▶ Excerpt provided
════════════════════

**Difficulty:** Medium**, Asked-in:** Amazon, Microsoft, Yahoo

**Key takeaway:** An excellent problem to learn problem-solving using two-pointers in a linked list.

Given two sorted linked lists, write a program to return the intersections of the linked lists.

- We need to return the head pointer of the new linked list.
- Both linked lists have no cycle.
- If there is no common element, then we return NULL.
- We shouldn’t do any changes in the structure of the linked lists.

**Important note:** before moving on to the solutions, we recommend trying this problem on paper for atleast 15 or 30 minutes. Enjoy problem-solving!

**Example 1**

Input: list1 = 2->9->13->20->22->27->NULL, list2 = 2->4->9->20->27->NULL

Output: 2->20->27->NULL

Explanation: 2, 20, and 27 are the common nodes to both linked lists.

**Example 2**

Input: list1 = 9->13->22->27->NULL, list2 = 4->9->23->NULL

Output: NULL

Explanation: No nodes are common to both linked lists.

════════════════════

▶ Recorded information

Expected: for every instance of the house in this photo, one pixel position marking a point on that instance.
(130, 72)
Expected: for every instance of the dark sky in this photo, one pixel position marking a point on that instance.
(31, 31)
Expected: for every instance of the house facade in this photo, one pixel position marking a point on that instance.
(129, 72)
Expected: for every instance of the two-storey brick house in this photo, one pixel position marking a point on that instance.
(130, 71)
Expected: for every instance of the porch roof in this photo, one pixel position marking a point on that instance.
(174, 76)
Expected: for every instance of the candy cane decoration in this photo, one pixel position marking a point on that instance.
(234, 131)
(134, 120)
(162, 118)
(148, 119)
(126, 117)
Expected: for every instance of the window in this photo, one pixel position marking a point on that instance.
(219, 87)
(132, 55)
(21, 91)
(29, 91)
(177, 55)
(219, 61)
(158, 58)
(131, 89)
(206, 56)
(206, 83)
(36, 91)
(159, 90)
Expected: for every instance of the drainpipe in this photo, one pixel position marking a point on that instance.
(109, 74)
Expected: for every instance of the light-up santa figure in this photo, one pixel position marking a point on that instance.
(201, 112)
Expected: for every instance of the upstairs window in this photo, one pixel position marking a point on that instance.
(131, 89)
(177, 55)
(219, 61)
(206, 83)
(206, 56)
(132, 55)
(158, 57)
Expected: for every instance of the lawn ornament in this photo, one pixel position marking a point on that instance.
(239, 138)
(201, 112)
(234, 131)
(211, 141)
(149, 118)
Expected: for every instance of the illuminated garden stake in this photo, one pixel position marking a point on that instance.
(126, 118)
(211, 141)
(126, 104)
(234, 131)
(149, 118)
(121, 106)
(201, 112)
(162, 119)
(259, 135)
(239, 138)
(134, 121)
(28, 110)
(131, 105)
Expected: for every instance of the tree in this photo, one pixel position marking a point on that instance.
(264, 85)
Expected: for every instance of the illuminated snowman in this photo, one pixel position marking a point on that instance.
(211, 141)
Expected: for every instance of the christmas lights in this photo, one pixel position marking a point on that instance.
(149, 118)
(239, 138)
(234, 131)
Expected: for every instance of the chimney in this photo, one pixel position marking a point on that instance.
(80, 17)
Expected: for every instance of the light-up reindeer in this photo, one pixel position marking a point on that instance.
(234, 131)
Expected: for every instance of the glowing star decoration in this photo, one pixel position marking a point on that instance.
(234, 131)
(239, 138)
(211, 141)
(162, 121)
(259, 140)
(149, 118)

════════════════════

▶ Jobs
1 > The linked-list intersection problem states a bulleted set of requirements the solution must meet. List each of those requirements.
2 > Retype the linked-list intersection problem character for character, from "- We need to" down to "minutes. Enjoy problem-solving!".

▶ Task-by-task solutions
1 >
- We need to return the head pointer of the new linked list.
- Both linked lists have no cycle.
- If there is no common element, then we return NULL.
- We shouldn’t do any changes in the structure of the linked lists.

2 >
- We need to return the head pointer of the new linked list.
- Both linked lists have no cycle.
- If there is no common element, then we return NULL.
- We shouldn’t do any changes in the structure of the linked lists.

**Important note:** before moving on to the solutions, we recommend trying this problem on paper for atleast 15 or 30 minutes. Enjoy problem-solving!